Work task: Translate this sentence from the text on the Creation legend into Spanish: "Diti gave birth to sons who are collectively known as ‘Daityas’."

Reading text:
════

In this manner Muni Vashisht recounts some thirty-nine of Ram’s ancestors, including the more famous ones like Raghu, Prithu, Trishanku, Bharat, Sagar and Bhagirath, to press home his point that it was only the eldest son of the deceased ruler who sat on the throne.
Creation of the World
Balmiki reverts to the legend of Creation in Canto 14 of the Aranya Kand. Here the narrator is Jatayu. Ram, Lakshman and Sita, lately hosted by Maharishi Agastya, are on their way to Panchvati when they run into this aged but still formidable vulture. He volunteers to protect them from rakshasas who hold sway in this place. (He would eventually sacrifice his life fighting Ravan in his vain attempt to prevent Sita’s abduction.) Ram asks him to identify himself. Jatayu says that he is a friend of Dashrath’s and then begins to give a rather lengthy account of his ancestry, right from the creation of the universe.
Jatayu tells Ram that there have been, in succession, sixteen ‘Prajapatis’ – lords of creatures, presiding over procreation…(cf M.Monier Williams ‘A Sanskrit English Dictionary’, P.658) – from the Prajapati Kardam to the Prajapati Kashyap. Daksh was the fourteenth of these divinities. He was father to sixty celebrated daughters.
Kashyap married eight of Dakshya’s daughters, namely Aditi, Diti, Danu, Kalka, Tamra, Krodhvasha, Manu and Anala. The Prajapati told his wives that they would give birth to sons who would be as energetic as himself in nurturing people. Four of his wives – Aditi, Diti, Danu and Kalka -paid serious attention to his words and were amply rewarded. The other four had minds of their own.
To Aditi were born 33 gods – 12 Adityas, 8 Vasus, 11 Rudras and 2 Ashwini Kumars. Diti gave birth to sons who are collectively known as ‘Daityas’. The whole of earth, including its forests and oceans, was under their control. Danu was mother to Ashvagriv and to Kalka were born two sons, Narak and Kalak.
The other four of Kashyap wives became the progenitors of all sorts of the Lord’s creatures. Tamra had had five world-renowned daughters of the names Kronchi, Bhasi, Shyeni, Dhritrashtari and Shuki. Kronchi was the prime-mother to owls; Bhasi gave to the world the bird ‘bhas’ – a bird of prey; Shyeni mothered eagles and vultures; and Dhritrashtari gave birth to all kinds of geese and the whistling teal (a kind of duck). Shyeni was also the mother of the ‘chakravak’ bird ( known as the ‘Brahmini duck’). Tamra’s youngest daughter, Shuki, had one daughter by the name of Nata. To Nata was born Vinta who would be grandmother to Jatayu and his older brother, Sampati. Likewise, Krodhvasha and Anala were the matriarchs of bears, deer and yak; lions, monkeys and lemurs; tigers and elephants; cows and horses, and snakes and serpents. Kashyap’s last named wife, Anala, also gave birth to the fruit-bearing trees.

════

Source material:
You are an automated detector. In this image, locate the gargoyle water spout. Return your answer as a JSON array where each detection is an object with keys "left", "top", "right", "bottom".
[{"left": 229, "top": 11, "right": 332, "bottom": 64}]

════

Output: Diti dio a luz a hijos que se conocen colectivamente como ‘Daityas’.